**Given task**
Shift every coordinate in the answers by adding 67 to each number, then reproduce the part of the records that opens with the line containing "the station platform" and closes with the line containing "[[550, 405]]", keeping the requests and giving only those lines.

**Material for this task**
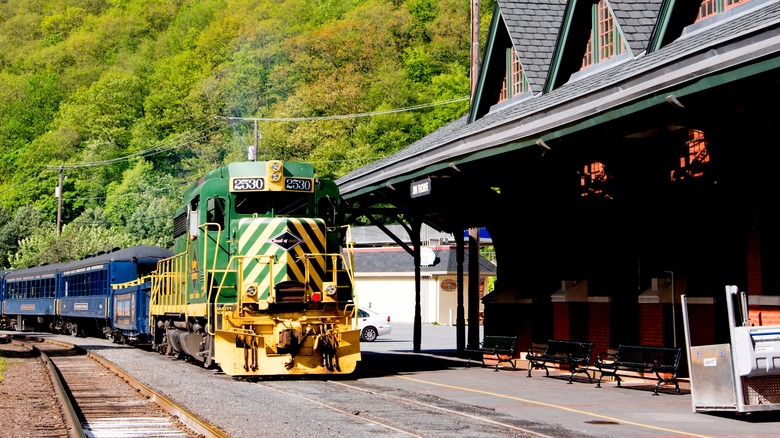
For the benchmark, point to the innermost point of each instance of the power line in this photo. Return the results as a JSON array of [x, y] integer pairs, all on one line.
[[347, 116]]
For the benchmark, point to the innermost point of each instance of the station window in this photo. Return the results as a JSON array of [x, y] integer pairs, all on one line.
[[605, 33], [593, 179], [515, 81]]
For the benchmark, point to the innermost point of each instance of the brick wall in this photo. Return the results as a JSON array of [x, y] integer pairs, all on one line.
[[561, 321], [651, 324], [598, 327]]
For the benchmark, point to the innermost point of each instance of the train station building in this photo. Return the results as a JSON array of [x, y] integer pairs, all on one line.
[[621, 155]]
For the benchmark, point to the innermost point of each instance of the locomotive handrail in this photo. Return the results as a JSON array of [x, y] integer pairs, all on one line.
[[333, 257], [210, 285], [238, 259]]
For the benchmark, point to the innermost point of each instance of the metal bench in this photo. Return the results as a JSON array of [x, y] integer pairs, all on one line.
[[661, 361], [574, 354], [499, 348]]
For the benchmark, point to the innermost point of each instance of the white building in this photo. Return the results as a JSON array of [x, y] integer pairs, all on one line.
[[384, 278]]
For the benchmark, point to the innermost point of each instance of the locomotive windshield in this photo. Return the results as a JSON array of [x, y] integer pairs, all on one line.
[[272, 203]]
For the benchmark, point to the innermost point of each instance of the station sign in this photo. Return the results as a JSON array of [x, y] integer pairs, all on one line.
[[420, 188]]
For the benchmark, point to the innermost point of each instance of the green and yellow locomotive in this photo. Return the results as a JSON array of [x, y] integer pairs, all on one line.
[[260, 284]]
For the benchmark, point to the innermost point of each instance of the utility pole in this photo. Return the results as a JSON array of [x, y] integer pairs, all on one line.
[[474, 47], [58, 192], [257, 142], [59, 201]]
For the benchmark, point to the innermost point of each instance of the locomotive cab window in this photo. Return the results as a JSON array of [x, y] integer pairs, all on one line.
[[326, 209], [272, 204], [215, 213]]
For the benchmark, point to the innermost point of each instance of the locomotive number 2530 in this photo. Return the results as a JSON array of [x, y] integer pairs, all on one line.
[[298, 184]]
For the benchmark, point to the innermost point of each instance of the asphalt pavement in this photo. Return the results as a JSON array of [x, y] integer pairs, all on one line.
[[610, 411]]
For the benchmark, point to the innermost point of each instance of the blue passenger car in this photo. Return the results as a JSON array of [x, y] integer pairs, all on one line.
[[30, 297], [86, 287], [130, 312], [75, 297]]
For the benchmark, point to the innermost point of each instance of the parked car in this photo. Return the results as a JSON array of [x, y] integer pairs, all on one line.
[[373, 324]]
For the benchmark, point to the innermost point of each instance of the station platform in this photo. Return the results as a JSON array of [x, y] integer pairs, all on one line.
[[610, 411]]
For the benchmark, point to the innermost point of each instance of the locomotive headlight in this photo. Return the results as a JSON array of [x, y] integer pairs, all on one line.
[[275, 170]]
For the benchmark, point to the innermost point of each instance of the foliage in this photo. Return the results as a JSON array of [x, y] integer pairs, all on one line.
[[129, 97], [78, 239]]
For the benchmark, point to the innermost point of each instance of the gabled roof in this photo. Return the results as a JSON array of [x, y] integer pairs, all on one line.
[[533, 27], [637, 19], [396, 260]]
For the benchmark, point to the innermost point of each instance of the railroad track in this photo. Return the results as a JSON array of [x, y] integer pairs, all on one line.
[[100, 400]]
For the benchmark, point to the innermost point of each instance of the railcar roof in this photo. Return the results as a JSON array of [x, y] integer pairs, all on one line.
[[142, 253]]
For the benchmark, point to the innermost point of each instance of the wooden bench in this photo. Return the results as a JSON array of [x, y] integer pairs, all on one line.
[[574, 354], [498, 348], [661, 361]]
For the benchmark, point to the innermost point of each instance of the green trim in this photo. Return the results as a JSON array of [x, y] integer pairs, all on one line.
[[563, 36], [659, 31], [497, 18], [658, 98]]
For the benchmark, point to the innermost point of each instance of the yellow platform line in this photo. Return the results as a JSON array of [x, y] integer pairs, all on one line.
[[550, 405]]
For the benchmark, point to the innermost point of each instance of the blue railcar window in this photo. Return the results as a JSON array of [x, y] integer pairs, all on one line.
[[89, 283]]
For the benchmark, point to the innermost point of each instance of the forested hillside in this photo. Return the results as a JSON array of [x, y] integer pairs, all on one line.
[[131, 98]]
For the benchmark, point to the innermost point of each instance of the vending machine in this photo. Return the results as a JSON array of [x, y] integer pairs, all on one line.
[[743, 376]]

--

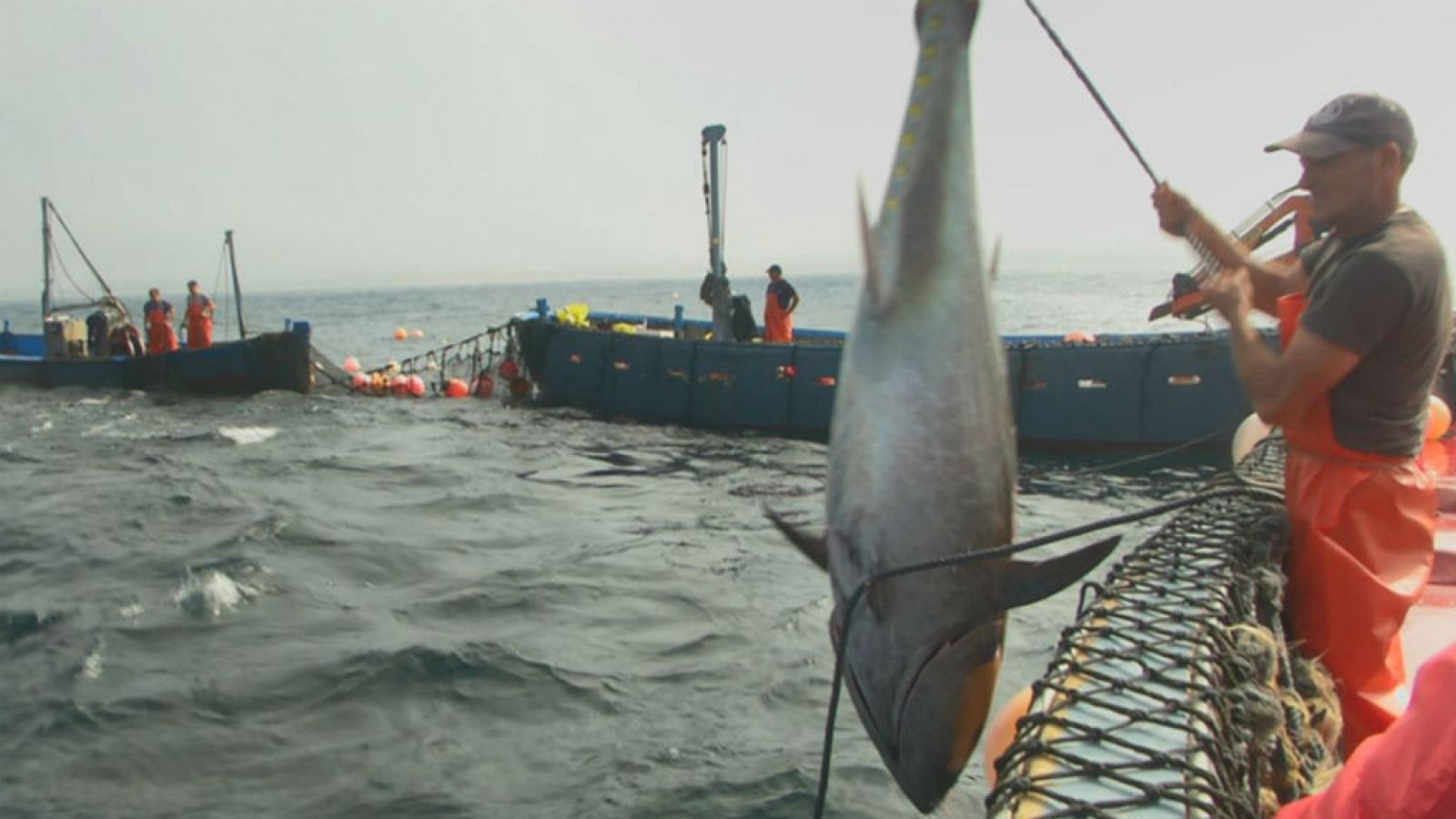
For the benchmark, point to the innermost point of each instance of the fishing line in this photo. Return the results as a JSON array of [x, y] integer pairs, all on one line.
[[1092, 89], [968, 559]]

**Solved exercise**
For the benchmark, point to the innermost point of each instance of the station platform in this photo. Return the results as a JSON array of [x, y] integer pairs, all on one line.
[[677, 478]]
For the benchmark, point to the innermost point of each instance of the locomotive headlight in this photo. Return the results as a JSON array of [x, y] integer pairs, all on one line.
[[342, 237]]
For the benchmark, point to the innermost point of each instance of the foliage in this photo. Return the results as a JSON array of [x, y] integer pairs, all on one line.
[[196, 164], [145, 306]]
For the benchmark, point to the innermost point of each instance of the gabled roof in this photo. Return the results as a JSON array of [x, y] integer pairs, all on one line.
[[600, 94], [704, 86], [463, 327]]
For the benchmark, point to the innermost point of each instance of the railroad track in this photo. Return the results as a JSON array of [x, y] integer pairs, all on one line.
[[167, 467]]
For the benchmark, point to the innermost point of each instance of the railcar roof in this photo. Return the results as a JSON array of [x, y] integer pairs, all on one line.
[[209, 320]]
For the benchmark, point to the innermost point of each instance of the wooden bench in this photo. Return the results as a JSON array of [x, y] integer pairs, all on one line.
[[641, 421], [565, 415], [728, 428]]
For the benchmark, point to the innermost point of each instance of the green trim in this photo. Return the results as a JSON array of [x, y] integer pairs, all on one line.
[[630, 103], [726, 98], [564, 85], [725, 165]]
For the benchmark, point to the innermost point of each instance of the yellow platform line in this photo. Return the results as a JSON array of [x, y] integer pairs, all on one line.
[[617, 472]]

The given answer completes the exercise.